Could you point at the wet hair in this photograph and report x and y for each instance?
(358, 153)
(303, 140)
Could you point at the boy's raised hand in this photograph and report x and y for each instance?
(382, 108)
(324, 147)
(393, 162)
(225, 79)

TASK REQUIREMENTS: Copy the lines word for word, beginning at the line that contains "Could you point at the boy's" and stopping after the final line above.

SOLUTION BELOW:
Could you point at the boy's raised hand in this photograph and report x and y for each instance?
(382, 108)
(324, 147)
(393, 162)
(225, 79)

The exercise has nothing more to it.